- [What needs to be done]
Count the lines in the listing below that contain the word "swan", and reply with that number alone.

------------------------------------

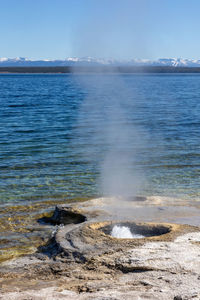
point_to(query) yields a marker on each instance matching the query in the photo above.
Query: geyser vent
(131, 230)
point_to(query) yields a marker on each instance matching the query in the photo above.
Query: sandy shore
(83, 262)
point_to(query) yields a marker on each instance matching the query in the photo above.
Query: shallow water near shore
(43, 157)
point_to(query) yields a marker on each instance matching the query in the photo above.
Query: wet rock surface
(82, 261)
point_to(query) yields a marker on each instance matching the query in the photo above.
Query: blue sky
(50, 29)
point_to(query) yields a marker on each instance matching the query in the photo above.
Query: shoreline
(99, 69)
(81, 262)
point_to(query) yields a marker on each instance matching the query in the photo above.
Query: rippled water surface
(50, 153)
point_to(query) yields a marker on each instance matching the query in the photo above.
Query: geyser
(123, 232)
(131, 230)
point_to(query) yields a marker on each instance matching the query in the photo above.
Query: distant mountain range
(89, 61)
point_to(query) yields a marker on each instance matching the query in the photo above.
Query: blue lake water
(53, 136)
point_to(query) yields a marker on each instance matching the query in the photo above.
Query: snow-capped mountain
(89, 61)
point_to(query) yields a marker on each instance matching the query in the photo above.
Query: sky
(119, 29)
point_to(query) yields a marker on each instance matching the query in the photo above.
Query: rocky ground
(82, 261)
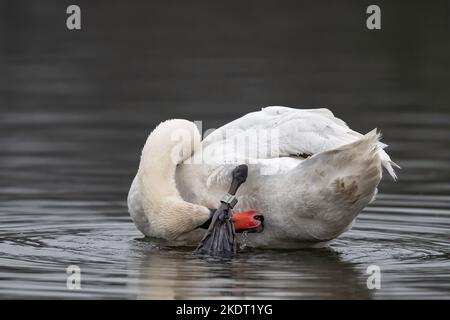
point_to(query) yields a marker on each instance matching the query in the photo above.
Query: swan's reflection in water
(300, 274)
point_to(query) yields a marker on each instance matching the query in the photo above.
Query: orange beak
(250, 221)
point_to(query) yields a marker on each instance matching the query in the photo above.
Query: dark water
(75, 109)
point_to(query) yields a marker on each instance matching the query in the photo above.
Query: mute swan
(321, 175)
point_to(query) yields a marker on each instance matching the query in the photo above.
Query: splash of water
(243, 241)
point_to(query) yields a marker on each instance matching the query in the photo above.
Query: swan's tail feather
(386, 161)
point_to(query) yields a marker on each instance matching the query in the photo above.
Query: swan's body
(309, 191)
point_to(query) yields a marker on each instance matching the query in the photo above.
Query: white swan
(321, 175)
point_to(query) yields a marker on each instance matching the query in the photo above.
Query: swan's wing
(276, 132)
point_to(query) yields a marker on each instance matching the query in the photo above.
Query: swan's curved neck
(171, 143)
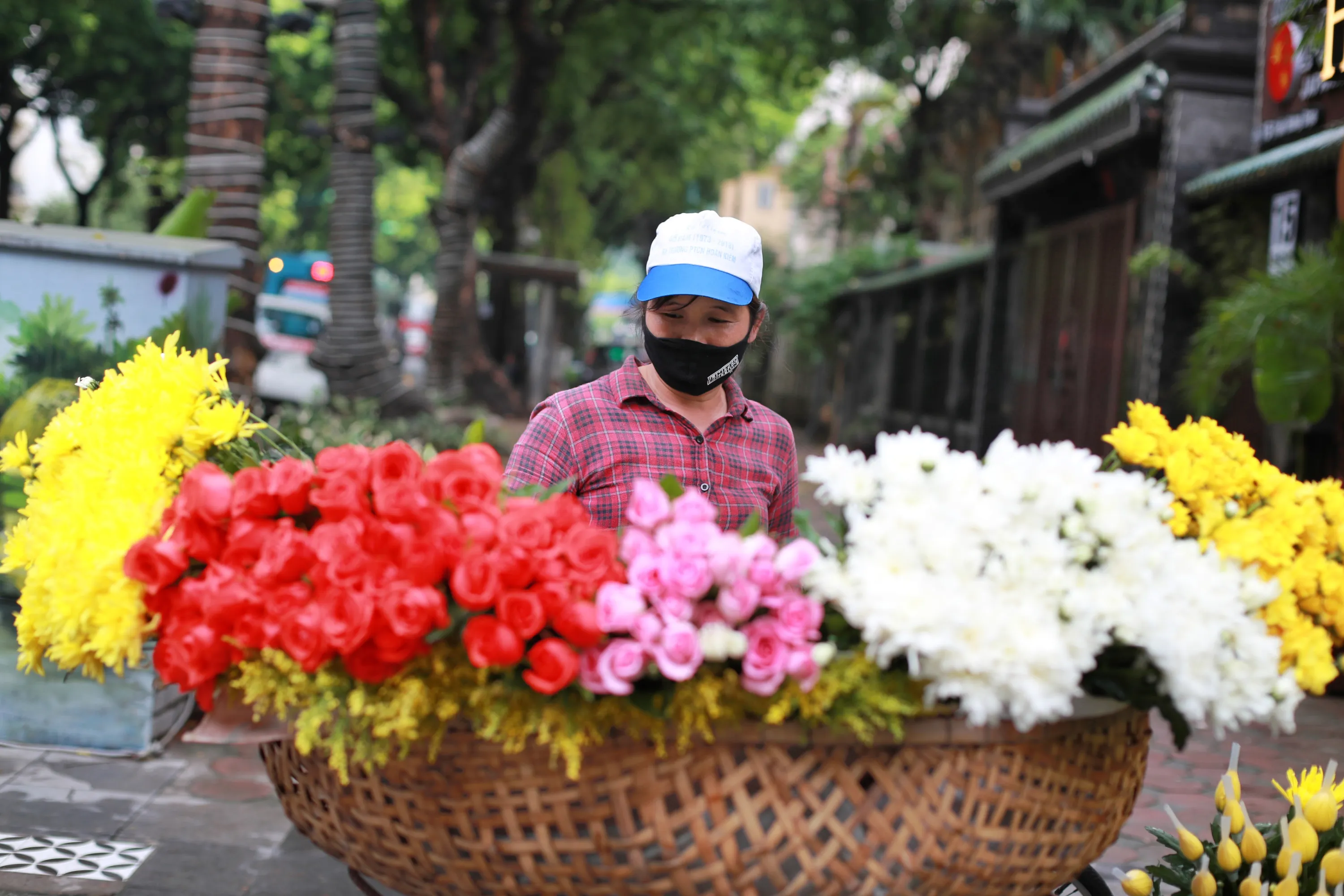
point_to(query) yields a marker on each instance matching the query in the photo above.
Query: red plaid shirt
(615, 431)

------------------------------------

- [Exercise solution]
7